⟨
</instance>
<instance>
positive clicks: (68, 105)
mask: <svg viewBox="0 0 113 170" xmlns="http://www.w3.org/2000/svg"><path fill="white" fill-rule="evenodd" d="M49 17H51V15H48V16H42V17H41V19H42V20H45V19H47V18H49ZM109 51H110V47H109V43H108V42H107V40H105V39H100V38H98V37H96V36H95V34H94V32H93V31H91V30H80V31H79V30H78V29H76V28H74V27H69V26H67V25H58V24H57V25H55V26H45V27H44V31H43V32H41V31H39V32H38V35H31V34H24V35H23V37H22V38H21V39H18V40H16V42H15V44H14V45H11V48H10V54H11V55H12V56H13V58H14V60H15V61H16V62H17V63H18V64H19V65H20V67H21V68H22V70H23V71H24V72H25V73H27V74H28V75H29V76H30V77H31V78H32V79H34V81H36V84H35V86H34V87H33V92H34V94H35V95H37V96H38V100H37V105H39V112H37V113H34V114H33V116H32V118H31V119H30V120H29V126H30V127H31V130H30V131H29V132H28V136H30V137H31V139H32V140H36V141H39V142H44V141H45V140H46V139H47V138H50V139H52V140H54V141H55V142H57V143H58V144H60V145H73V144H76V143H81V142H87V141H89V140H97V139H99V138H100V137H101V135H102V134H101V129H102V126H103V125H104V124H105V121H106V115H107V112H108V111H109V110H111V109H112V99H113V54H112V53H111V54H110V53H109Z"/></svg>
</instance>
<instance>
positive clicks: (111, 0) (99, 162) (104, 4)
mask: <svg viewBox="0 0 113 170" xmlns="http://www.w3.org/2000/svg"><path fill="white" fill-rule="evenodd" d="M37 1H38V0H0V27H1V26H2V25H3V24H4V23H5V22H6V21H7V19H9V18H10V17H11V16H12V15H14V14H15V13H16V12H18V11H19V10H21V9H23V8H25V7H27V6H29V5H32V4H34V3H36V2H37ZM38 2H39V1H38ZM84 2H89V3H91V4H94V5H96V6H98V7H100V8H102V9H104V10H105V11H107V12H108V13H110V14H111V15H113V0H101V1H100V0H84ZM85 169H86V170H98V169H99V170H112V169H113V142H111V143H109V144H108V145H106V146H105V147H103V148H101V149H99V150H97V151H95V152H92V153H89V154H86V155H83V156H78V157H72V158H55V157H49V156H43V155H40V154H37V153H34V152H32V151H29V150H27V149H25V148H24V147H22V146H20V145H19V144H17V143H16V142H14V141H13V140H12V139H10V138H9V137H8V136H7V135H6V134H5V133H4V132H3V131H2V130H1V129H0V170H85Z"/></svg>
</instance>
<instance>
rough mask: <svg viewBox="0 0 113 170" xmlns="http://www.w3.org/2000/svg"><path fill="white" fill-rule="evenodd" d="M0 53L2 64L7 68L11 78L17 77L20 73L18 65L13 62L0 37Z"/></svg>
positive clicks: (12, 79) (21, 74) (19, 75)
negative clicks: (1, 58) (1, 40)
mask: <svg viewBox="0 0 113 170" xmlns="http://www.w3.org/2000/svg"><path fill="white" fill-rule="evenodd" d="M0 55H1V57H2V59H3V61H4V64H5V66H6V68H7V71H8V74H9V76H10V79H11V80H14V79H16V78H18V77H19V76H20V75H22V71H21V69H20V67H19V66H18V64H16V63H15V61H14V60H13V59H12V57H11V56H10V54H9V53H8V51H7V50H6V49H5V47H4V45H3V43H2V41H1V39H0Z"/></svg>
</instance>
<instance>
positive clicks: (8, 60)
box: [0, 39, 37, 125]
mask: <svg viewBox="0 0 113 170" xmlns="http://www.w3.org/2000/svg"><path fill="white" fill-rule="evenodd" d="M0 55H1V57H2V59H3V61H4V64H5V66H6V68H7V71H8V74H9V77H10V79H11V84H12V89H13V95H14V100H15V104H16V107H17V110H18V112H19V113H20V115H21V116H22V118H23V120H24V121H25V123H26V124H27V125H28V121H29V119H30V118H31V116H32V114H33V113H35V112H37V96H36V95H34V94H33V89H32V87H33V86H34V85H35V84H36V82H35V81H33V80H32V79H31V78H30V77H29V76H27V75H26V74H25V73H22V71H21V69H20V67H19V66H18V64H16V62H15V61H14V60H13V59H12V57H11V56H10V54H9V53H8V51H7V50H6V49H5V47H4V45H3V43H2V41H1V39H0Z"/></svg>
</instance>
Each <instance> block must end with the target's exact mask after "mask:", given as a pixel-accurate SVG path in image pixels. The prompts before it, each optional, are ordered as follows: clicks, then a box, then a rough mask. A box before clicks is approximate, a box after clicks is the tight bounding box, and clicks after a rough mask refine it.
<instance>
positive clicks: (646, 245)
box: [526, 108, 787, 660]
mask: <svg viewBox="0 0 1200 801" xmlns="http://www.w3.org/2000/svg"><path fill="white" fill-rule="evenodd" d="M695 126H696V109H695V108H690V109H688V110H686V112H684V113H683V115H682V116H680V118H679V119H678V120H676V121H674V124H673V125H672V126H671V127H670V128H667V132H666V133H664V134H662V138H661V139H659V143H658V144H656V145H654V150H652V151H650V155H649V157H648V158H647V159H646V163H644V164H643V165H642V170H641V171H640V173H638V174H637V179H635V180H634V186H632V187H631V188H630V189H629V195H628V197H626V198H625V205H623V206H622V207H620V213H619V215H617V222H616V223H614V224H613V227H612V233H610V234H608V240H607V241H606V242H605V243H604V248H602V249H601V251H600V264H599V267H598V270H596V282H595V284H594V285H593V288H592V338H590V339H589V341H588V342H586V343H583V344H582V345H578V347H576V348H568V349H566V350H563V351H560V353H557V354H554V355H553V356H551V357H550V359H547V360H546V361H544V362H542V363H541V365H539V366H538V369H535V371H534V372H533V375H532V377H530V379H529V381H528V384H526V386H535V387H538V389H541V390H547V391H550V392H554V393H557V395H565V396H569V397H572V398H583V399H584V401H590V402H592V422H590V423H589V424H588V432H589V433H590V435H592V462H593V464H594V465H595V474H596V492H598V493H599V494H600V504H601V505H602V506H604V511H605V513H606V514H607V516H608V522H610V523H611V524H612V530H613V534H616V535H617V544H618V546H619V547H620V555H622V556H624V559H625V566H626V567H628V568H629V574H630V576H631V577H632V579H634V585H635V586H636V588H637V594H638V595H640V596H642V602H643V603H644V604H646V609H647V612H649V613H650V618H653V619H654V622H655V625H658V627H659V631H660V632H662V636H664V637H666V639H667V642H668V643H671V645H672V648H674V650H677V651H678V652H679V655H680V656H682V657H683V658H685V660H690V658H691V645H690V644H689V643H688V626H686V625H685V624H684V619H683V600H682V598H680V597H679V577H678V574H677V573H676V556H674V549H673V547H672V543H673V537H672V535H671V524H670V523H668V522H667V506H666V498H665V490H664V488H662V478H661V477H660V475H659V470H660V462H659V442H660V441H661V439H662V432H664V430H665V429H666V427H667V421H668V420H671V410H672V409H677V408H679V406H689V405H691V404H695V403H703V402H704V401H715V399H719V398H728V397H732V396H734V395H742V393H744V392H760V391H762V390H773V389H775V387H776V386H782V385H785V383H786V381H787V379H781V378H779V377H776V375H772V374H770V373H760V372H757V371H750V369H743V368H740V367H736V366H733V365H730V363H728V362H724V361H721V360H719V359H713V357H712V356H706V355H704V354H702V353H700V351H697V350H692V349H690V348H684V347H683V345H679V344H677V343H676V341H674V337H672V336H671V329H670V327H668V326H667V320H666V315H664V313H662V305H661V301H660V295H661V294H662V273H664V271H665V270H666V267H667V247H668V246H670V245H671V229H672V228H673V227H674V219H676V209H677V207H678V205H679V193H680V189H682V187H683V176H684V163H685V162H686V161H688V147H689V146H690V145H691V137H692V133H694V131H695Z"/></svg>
⟩
#### [WORK REQUEST]
Produce the material above again, word for word.

#### [SOLUTION TO THIS EXERCISE]
</instance>
<instance>
positive clicks: (68, 105)
mask: <svg viewBox="0 0 113 170" xmlns="http://www.w3.org/2000/svg"><path fill="white" fill-rule="evenodd" d="M49 17H51V15H48V16H42V17H41V19H42V20H45V19H47V18H49ZM109 51H110V47H109V43H108V42H107V40H105V39H100V38H98V37H96V36H95V34H94V32H93V31H91V30H80V31H79V30H78V29H76V28H74V27H69V26H67V25H58V24H57V25H55V26H45V27H44V31H43V32H41V31H39V32H38V35H31V34H24V35H23V37H22V38H21V39H18V40H16V42H15V44H14V45H11V48H10V54H11V55H12V56H13V58H14V60H15V61H16V62H17V63H18V64H19V65H20V67H21V68H22V70H23V71H24V72H25V73H27V74H28V75H29V76H30V77H31V78H32V79H34V81H36V84H35V86H34V87H33V92H34V94H35V95H37V96H38V100H37V105H39V112H37V113H34V114H33V116H32V118H31V119H30V120H29V126H30V127H31V130H30V131H29V132H28V136H30V137H31V139H32V140H36V141H39V142H44V141H45V140H46V139H47V138H50V139H52V140H54V141H55V142H57V143H58V144H60V145H73V144H76V143H81V142H87V141H89V140H97V139H99V138H100V137H101V135H102V134H101V129H102V126H103V125H104V124H105V121H106V115H107V112H108V111H109V110H111V109H112V99H113V54H112V53H111V54H110V53H109Z"/></svg>
</instance>
<instance>
positive clicks: (111, 0) (99, 162) (104, 4)
mask: <svg viewBox="0 0 113 170" xmlns="http://www.w3.org/2000/svg"><path fill="white" fill-rule="evenodd" d="M37 1H38V0H0V27H1V26H2V25H3V24H4V23H5V22H6V21H7V19H9V18H10V17H11V16H12V15H14V14H15V13H16V12H18V11H19V10H21V9H23V8H25V7H27V6H29V5H32V4H34V3H36V2H37ZM38 2H39V1H38ZM84 2H89V3H91V4H94V5H96V6H98V7H100V8H102V9H104V10H105V11H107V12H108V13H110V14H111V15H113V0H101V1H100V0H84ZM85 169H86V170H98V169H99V170H112V169H113V142H111V143H109V144H108V145H106V146H105V147H103V148H101V149H99V150H97V151H95V152H92V153H89V154H86V155H83V156H78V157H72V158H55V157H49V156H43V155H40V154H37V153H34V152H32V151H29V150H27V149H25V148H24V147H22V146H20V145H19V144H17V143H16V142H14V141H13V140H12V139H10V138H9V137H8V136H7V135H6V134H5V133H4V132H3V131H2V130H1V129H0V170H85Z"/></svg>
</instance>
<instance>
rough mask: <svg viewBox="0 0 113 170" xmlns="http://www.w3.org/2000/svg"><path fill="white" fill-rule="evenodd" d="M0 53L2 64L7 68L11 78L17 77L20 73L18 65L13 62L0 37Z"/></svg>
positive clicks: (12, 79) (21, 74) (19, 75)
negative clicks: (1, 58) (1, 40)
mask: <svg viewBox="0 0 113 170" xmlns="http://www.w3.org/2000/svg"><path fill="white" fill-rule="evenodd" d="M0 55H1V57H2V59H3V61H4V64H5V66H6V68H7V71H8V74H9V76H10V79H11V80H14V79H16V78H18V77H19V76H20V75H22V71H21V69H20V67H19V66H18V64H16V63H15V61H14V60H13V59H12V57H11V56H10V54H9V53H8V51H7V50H6V49H5V47H4V45H3V43H2V41H1V39H0Z"/></svg>
</instance>
<instance>
positive clicks: (8, 60)
box: [0, 39, 37, 125]
mask: <svg viewBox="0 0 113 170" xmlns="http://www.w3.org/2000/svg"><path fill="white" fill-rule="evenodd" d="M0 55H1V57H2V59H3V61H4V64H5V66H6V68H7V71H8V74H9V77H10V79H11V84H12V89H13V95H14V100H15V104H16V107H17V110H18V112H19V113H20V115H21V116H22V118H23V120H24V121H25V123H26V124H27V125H28V121H29V119H30V118H31V116H32V114H33V113H35V112H37V96H36V95H34V94H33V89H32V87H33V86H34V85H35V84H36V82H35V81H33V80H32V79H31V78H30V77H29V76H27V75H26V74H25V73H22V71H21V69H20V67H19V66H18V64H16V62H15V61H14V60H13V59H12V57H11V56H10V54H9V53H8V51H7V50H6V49H5V47H4V45H3V43H2V41H1V39H0Z"/></svg>
</instance>
Each <instance> block must end with the target's exact mask after "mask:", given as a pixel-accurate SVG path in image pixels. The prompts before it, each optional, are ordered as follows: clicks, then a box, then a rough mask. A box before clicks is approximate, a box after clicks is the tight bounding box, and clicks after a rough mask refine it.
<instance>
positive clicks: (646, 245)
box: [526, 108, 787, 660]
mask: <svg viewBox="0 0 1200 801" xmlns="http://www.w3.org/2000/svg"><path fill="white" fill-rule="evenodd" d="M695 126H696V109H695V108H690V109H688V110H686V112H684V113H683V115H682V116H680V118H679V119H678V120H676V121H674V124H673V125H672V126H671V127H670V128H667V132H666V133H664V134H662V138H661V139H659V143H658V144H656V145H654V150H652V151H650V155H649V157H648V158H647V159H646V163H644V164H643V165H642V170H641V171H640V173H638V174H637V179H635V180H634V186H632V187H631V188H630V189H629V195H628V197H626V198H625V205H623V206H622V207H620V213H619V215H617V222H616V223H614V224H613V227H612V233H610V234H608V240H607V241H606V242H605V243H604V248H602V249H601V251H600V264H599V267H598V270H596V282H595V284H594V285H593V288H592V338H590V339H589V341H588V342H586V343H583V344H582V345H578V347H576V348H568V349H566V350H563V351H560V353H557V354H554V355H553V356H551V357H550V359H547V360H546V361H544V362H542V363H541V365H539V366H538V369H535V371H534V372H533V375H532V377H530V379H529V381H528V384H526V386H535V387H538V389H541V390H547V391H550V392H554V393H557V395H565V396H569V397H572V398H583V399H584V401H590V402H592V422H590V423H589V424H588V432H589V433H590V435H592V462H593V464H594V465H595V474H596V492H598V493H599V494H600V504H601V505H602V506H604V511H605V513H606V514H607V516H608V522H610V523H611V524H612V530H613V534H616V535H617V544H618V546H619V547H620V555H622V556H624V559H625V566H626V567H628V568H629V574H630V576H631V577H632V579H634V585H635V586H636V588H637V594H638V595H640V596H642V602H643V603H644V604H646V609H647V612H649V613H650V618H653V619H654V622H655V625H658V627H659V631H660V632H662V636H664V637H666V639H667V642H668V643H671V645H672V648H674V650H677V651H678V652H679V655H680V656H682V657H683V658H685V660H690V658H691V645H690V644H689V643H688V626H686V625H685V624H684V619H683V600H682V598H680V597H679V577H678V574H677V573H676V556H674V549H673V547H672V543H673V537H672V535H671V524H670V523H668V522H667V506H666V498H665V490H664V488H662V478H661V477H660V475H659V470H660V462H659V442H660V441H661V439H662V432H664V430H665V429H666V427H667V421H668V420H671V410H672V409H677V408H679V406H689V405H691V404H695V403H703V402H704V401H715V399H719V398H728V397H732V396H734V395H742V393H744V392H760V391H762V390H773V389H775V387H776V386H782V385H785V383H786V381H787V379H781V378H779V377H776V375H772V374H770V373H760V372H757V371H750V369H743V368H740V367H736V366H733V365H730V363H728V362H724V361H721V360H719V359H713V357H712V356H706V355H704V354H702V353H700V351H697V350H692V349H690V348H684V347H683V345H679V344H677V343H676V341H674V337H672V336H671V329H670V327H668V326H667V320H666V315H664V313H662V305H661V301H660V295H661V294H662V273H664V271H665V270H666V267H667V247H668V246H670V245H671V229H672V228H673V227H674V219H676V209H677V207H678V205H679V193H680V189H682V187H683V176H684V163H685V162H686V161H688V147H689V146H690V145H691V137H692V133H694V131H695Z"/></svg>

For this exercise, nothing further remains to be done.